• What the exercise asks: Pull out every line in the material below that contains the word "leaf". Count a line only when the case matches.

• Detection annotation records:

** Begin **

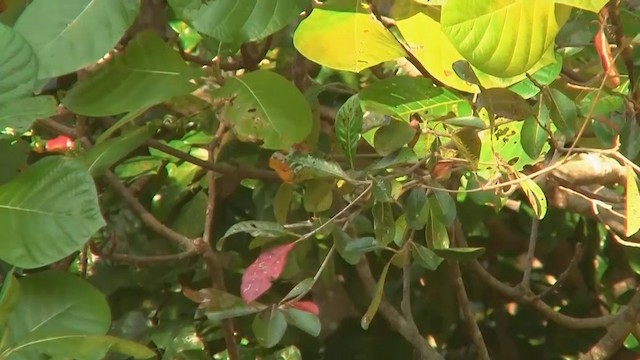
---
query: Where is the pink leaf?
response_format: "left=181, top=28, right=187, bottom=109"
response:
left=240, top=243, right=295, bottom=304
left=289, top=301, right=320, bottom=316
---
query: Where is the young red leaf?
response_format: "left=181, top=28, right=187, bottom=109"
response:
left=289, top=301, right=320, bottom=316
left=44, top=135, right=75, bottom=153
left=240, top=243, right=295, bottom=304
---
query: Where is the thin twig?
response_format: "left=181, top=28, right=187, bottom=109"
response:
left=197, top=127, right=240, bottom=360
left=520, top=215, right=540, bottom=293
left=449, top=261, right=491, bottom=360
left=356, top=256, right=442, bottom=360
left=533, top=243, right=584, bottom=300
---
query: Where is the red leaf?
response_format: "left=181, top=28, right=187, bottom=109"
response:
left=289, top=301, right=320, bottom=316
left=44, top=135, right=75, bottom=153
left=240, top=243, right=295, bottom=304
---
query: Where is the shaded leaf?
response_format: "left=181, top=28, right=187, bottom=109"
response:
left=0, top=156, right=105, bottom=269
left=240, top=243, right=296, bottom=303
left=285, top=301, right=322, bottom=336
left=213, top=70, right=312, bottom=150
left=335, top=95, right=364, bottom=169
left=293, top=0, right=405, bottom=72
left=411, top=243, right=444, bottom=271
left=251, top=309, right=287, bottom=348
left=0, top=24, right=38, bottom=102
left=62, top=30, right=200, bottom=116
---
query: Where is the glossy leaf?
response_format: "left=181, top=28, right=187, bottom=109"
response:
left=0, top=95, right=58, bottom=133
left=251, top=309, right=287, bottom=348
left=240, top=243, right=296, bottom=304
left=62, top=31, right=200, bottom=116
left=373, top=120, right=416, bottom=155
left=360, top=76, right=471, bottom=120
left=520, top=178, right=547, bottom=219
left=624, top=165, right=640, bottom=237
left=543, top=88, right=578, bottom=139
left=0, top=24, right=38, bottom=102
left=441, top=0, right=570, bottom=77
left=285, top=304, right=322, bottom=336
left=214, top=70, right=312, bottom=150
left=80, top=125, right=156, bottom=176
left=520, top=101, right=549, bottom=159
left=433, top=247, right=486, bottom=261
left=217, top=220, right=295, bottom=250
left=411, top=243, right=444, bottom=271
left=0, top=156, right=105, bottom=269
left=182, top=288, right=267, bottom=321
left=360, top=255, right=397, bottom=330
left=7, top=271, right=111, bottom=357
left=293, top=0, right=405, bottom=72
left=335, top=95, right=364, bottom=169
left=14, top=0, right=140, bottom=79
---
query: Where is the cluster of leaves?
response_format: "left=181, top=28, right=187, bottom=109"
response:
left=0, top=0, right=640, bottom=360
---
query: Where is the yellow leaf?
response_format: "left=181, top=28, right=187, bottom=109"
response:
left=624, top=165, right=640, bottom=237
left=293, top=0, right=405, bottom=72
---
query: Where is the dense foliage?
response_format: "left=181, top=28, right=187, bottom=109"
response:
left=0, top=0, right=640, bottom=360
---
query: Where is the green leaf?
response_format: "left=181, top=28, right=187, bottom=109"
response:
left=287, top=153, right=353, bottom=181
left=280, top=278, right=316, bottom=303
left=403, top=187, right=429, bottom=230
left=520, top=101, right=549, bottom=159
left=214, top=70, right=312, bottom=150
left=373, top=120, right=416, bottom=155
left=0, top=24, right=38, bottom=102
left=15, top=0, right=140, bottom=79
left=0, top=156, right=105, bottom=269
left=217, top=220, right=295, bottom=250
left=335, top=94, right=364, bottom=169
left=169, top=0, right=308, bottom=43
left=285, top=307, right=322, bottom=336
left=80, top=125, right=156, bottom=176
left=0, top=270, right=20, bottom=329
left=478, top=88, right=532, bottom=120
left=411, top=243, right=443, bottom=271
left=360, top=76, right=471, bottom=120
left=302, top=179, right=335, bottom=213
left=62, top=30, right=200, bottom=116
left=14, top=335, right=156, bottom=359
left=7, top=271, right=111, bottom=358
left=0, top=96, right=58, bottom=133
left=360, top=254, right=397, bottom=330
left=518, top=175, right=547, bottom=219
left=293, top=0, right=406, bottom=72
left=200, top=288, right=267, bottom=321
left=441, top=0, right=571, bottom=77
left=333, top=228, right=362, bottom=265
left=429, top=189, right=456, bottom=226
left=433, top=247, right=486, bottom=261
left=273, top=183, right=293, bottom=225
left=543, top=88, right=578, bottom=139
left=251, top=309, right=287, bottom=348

** End **

• Finished task:
query: Where is the pink leaf?
query: Where is the young red leaf?
query: Where is the red leaf?
query: Where is the shaded leaf?
query: Where is the glossy leaf?
query: Where is the yellow leaf?
query: Where is the green leaf?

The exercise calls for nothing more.